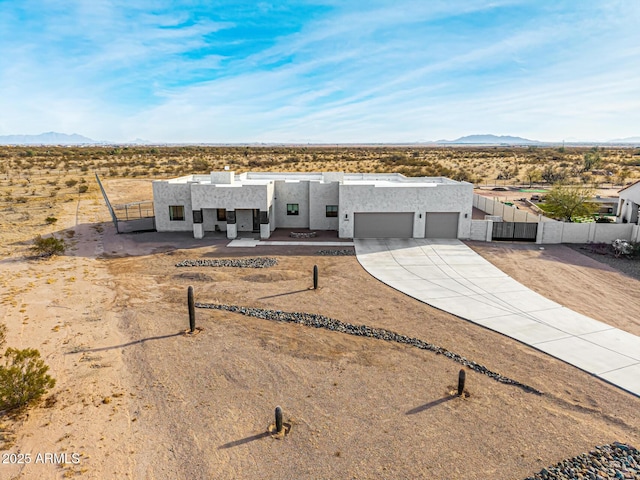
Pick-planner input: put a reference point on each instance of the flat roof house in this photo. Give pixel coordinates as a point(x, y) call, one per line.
point(356, 205)
point(628, 204)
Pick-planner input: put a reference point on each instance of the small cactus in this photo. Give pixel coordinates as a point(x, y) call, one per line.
point(278, 419)
point(461, 378)
point(315, 277)
point(192, 310)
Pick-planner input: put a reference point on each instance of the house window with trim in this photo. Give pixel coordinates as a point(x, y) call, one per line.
point(176, 212)
point(292, 209)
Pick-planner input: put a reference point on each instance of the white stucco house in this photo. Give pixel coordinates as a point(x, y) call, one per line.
point(629, 200)
point(356, 205)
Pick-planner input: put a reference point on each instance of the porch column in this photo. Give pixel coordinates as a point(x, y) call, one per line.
point(232, 228)
point(265, 230)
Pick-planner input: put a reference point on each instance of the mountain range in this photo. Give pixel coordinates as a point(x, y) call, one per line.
point(49, 138)
point(489, 140)
point(55, 138)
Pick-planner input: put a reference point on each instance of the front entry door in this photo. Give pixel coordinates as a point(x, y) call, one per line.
point(256, 219)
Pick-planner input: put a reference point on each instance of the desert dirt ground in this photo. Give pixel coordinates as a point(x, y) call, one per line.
point(138, 398)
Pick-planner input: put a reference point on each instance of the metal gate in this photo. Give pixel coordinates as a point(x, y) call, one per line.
point(520, 231)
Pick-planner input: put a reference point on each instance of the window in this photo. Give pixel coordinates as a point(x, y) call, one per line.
point(292, 209)
point(176, 212)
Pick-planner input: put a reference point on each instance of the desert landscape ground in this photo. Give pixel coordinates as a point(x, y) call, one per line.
point(136, 397)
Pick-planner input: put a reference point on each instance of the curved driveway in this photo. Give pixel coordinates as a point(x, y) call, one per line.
point(450, 276)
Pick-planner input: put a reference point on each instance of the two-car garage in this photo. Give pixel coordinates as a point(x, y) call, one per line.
point(400, 225)
point(383, 225)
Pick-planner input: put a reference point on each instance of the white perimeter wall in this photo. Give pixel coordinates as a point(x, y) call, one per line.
point(561, 232)
point(418, 200)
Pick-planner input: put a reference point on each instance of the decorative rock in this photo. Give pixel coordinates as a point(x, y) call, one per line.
point(605, 462)
point(320, 321)
point(303, 234)
point(337, 253)
point(258, 262)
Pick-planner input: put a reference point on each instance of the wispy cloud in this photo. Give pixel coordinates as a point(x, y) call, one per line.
point(320, 71)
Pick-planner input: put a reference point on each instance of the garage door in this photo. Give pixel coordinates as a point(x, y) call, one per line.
point(442, 225)
point(383, 225)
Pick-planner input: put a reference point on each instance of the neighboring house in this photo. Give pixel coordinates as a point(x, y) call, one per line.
point(628, 203)
point(606, 205)
point(358, 205)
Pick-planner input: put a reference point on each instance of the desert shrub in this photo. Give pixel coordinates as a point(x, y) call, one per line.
point(23, 378)
point(45, 247)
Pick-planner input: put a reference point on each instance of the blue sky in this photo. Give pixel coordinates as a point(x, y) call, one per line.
point(320, 71)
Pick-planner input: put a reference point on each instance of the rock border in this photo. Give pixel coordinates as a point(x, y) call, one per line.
point(616, 461)
point(337, 253)
point(257, 262)
point(320, 321)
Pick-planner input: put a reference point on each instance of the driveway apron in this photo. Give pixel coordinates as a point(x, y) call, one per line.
point(448, 275)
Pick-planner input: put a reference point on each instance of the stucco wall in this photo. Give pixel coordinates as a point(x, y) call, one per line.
point(481, 230)
point(165, 194)
point(419, 200)
point(321, 195)
point(210, 220)
point(229, 197)
point(244, 220)
point(291, 192)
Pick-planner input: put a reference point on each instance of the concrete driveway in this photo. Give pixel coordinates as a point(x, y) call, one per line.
point(450, 276)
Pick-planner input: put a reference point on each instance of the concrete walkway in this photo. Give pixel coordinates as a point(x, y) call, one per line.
point(450, 276)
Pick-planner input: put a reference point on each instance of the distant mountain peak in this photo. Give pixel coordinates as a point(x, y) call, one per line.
point(48, 138)
point(489, 139)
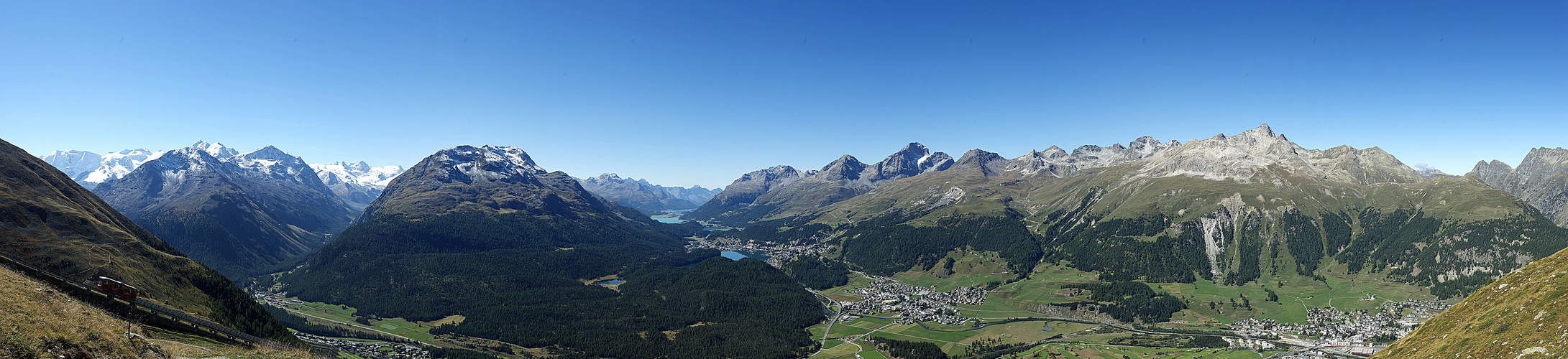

────────

● **Work to complete**
Please write out everything from the start of the items down to the line with "point(520, 231)", both ends included, with the requests left unchanged and each point coordinate in the answers multiplied by 2.6 and rounded to a whole number, halves going up. Leave the pictures out of your reply.

● **The reply**
Pick-planner input: put a reference point on each instance of the flat roof house in this photo. Give pixel coordinates as a point(x, y) call, one per line.
point(926, 533)
point(1633, 530)
Pick-planner input: put a reference point on each instance of the small cactus in this photo. Give pixel coordinates as a point(x, y) call, one per line.
point(723, 1089)
point(1199, 983)
point(819, 720)
point(499, 806)
Pick-planner input: put a reference point on each instance of the house window with trim in this photo. Give pixel coordinates as a point(x, y) call, one per line.
point(458, 551)
point(759, 543)
Pick-planner input: put a reference point on each instance of the white stucco house in this photo. Give pixel coordinates as a point(x, y) call, one per line.
point(1635, 520)
point(926, 533)
Pick-planner input: put a reference point on each instance of the porch column in this photo. Give pixel coordinates as a point(x, y) call, one per line.
point(603, 593)
point(689, 598)
Pick-planner input: put a reference point on each instance of the mountain range in this photo. Give pixel coordinates as a point(x, y) call, one per line.
point(127, 359)
point(1271, 364)
point(143, 359)
Pick-planner input: put a reference point on each instance of the front entry door in this photo. Give pixel coordinates as a point(x, y) call, one per line.
point(666, 569)
Pick-planner input: put a reference point on each instance of the desert dirt ground in this photo. Give pixel coordinates as a point(x, y) call, one per line.
point(359, 1035)
Pick-planner input: put a reference point on each instance of the metal gate in this photo. Give pixel coordinates as a point(x, y) call, one per line.
point(1352, 601)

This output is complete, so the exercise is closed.